[WORK ORDER] Find the word "orange" in the material below and gather every line that contains it.

┌─ INPUT FOR THIS TASK

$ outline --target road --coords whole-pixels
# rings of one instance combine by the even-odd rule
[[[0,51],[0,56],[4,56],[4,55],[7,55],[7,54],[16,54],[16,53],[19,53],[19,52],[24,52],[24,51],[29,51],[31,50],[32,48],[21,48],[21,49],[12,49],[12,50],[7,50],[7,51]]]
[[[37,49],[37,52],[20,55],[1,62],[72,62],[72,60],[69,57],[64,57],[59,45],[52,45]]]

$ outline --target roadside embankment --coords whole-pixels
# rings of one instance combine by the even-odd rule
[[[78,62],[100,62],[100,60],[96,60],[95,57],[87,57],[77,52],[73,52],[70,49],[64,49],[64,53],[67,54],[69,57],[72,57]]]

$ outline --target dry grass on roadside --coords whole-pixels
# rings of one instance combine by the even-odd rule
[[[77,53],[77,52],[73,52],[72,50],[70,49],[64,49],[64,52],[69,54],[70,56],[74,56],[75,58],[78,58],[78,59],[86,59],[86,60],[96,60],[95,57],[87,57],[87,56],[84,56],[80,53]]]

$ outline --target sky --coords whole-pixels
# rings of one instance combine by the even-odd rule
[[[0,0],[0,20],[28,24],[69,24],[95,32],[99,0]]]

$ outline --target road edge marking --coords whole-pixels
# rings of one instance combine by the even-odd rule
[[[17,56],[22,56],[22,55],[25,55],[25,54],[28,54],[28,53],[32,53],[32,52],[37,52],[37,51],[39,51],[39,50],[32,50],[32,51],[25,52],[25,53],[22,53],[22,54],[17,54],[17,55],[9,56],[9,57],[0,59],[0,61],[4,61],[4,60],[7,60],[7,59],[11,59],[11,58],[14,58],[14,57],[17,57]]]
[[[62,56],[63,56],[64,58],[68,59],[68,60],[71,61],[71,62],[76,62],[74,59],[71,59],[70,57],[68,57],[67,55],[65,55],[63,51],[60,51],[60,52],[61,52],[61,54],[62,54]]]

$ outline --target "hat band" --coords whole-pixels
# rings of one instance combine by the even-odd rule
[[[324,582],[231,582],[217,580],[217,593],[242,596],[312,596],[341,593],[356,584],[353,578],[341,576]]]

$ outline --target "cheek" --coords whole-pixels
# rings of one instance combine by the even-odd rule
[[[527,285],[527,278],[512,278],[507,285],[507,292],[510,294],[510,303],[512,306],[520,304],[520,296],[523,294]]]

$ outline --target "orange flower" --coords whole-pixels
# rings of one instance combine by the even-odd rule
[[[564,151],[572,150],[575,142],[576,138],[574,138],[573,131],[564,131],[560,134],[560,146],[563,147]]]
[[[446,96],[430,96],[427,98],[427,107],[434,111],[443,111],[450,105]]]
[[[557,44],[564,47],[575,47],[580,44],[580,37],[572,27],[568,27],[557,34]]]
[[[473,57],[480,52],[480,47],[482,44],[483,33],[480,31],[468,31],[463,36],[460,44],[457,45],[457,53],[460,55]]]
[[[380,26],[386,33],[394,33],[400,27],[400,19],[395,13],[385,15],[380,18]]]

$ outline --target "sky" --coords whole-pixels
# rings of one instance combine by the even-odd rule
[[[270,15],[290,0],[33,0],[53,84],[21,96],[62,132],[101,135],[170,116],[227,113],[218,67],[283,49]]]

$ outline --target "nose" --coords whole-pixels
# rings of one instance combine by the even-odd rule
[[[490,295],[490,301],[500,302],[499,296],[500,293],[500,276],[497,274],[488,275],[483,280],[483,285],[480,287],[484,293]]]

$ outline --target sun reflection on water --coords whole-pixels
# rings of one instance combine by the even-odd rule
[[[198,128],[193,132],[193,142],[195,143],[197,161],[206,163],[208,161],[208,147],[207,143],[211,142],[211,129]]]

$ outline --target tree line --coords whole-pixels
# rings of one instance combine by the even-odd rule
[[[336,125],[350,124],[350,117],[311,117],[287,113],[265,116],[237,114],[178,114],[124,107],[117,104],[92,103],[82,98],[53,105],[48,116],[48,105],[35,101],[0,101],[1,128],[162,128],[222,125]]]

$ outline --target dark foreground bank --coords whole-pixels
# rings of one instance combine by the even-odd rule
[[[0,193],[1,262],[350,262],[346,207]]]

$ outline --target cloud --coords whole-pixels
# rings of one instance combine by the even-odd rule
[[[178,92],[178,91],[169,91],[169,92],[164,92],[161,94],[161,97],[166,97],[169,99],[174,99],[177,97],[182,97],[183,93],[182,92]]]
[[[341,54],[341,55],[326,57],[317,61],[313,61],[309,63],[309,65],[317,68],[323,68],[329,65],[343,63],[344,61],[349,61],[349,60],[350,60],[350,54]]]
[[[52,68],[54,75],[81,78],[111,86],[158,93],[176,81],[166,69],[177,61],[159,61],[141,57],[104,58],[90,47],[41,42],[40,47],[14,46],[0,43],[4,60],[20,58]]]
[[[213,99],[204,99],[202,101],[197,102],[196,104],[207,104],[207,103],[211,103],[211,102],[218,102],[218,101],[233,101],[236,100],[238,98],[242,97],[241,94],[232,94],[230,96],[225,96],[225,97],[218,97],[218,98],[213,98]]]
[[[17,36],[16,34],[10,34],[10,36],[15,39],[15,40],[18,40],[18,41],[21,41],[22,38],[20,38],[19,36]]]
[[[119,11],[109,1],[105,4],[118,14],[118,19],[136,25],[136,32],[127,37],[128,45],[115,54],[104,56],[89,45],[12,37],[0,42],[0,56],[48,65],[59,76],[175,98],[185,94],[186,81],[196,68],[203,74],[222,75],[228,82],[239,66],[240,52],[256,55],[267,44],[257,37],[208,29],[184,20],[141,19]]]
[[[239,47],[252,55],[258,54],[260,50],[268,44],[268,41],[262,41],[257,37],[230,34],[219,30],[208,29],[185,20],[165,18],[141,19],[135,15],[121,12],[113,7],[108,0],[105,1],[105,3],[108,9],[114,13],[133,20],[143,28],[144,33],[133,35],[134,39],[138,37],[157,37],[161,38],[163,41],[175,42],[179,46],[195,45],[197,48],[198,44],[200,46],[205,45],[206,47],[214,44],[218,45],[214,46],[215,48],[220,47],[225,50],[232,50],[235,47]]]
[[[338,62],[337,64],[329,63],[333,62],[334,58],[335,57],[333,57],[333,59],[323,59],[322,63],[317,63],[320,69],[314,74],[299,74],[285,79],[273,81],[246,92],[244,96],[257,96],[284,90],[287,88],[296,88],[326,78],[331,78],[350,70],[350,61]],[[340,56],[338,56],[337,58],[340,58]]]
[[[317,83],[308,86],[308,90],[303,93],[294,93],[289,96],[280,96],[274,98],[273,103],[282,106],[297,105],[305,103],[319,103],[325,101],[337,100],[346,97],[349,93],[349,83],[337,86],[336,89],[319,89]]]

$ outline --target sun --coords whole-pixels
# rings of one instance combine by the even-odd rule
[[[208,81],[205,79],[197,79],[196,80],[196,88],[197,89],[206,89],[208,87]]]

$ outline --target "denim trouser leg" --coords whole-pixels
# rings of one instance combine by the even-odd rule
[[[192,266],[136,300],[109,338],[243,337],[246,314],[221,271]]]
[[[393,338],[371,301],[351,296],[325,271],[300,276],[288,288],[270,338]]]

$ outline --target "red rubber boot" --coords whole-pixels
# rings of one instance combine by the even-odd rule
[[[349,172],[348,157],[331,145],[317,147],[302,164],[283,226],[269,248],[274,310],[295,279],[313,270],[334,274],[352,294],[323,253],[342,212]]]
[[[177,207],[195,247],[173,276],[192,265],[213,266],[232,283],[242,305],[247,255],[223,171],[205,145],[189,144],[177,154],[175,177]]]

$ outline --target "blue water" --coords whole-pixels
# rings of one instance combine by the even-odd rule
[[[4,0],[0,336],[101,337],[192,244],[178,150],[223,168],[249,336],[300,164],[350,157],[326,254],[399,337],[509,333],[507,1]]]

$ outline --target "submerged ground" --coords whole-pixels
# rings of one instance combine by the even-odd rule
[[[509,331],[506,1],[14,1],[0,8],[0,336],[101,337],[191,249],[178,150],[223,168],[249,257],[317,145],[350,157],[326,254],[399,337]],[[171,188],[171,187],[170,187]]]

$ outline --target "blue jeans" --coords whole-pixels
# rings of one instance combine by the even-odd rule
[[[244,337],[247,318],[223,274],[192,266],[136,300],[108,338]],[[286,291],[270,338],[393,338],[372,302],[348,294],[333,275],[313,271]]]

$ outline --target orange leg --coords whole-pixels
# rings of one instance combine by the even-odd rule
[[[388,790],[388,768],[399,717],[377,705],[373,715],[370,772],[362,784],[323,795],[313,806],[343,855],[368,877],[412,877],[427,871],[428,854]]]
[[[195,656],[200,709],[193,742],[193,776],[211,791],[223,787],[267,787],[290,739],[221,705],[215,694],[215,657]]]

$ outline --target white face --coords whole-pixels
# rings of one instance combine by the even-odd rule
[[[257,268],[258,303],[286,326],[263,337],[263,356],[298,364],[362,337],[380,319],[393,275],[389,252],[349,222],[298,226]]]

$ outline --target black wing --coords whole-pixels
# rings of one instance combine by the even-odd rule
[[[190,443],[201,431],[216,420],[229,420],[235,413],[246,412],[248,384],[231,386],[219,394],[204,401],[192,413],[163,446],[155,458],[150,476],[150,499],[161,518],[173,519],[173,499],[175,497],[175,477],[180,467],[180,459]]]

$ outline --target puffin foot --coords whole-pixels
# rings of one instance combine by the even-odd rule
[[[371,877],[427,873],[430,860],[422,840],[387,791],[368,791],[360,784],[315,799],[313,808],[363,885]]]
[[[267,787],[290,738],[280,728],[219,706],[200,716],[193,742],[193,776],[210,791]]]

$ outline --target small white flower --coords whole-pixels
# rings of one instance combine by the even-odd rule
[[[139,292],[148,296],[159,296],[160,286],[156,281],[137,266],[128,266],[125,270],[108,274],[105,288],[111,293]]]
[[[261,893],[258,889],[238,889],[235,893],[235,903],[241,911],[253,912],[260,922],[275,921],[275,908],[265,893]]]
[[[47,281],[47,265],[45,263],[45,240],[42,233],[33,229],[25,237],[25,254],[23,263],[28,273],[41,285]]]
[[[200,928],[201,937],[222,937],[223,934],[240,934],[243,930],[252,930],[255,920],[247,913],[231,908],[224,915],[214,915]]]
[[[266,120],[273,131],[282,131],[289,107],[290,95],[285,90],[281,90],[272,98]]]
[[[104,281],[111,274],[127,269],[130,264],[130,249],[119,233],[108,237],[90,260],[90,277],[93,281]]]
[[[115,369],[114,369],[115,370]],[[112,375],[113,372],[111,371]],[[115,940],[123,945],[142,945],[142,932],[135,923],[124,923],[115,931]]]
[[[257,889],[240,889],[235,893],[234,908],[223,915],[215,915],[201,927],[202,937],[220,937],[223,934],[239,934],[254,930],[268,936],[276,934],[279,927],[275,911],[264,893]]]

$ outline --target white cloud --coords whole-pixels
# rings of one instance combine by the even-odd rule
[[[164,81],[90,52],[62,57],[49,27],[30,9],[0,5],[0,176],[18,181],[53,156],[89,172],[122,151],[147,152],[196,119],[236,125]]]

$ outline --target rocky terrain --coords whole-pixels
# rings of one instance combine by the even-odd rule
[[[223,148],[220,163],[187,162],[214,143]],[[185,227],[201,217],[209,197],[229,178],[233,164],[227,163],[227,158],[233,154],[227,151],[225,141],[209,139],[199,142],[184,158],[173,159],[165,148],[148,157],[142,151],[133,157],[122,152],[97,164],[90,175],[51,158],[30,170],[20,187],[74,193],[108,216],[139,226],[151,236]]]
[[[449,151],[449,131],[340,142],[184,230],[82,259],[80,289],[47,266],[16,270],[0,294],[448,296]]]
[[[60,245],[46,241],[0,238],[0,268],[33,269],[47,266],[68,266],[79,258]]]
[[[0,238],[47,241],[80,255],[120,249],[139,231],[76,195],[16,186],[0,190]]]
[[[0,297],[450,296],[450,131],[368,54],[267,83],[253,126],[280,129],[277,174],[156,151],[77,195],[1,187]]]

└─

[EXERCISE OUTPUT]
$ outline --target "orange flower" --coords whole-pixels
$ outline --target orange leg --coords whole-pixels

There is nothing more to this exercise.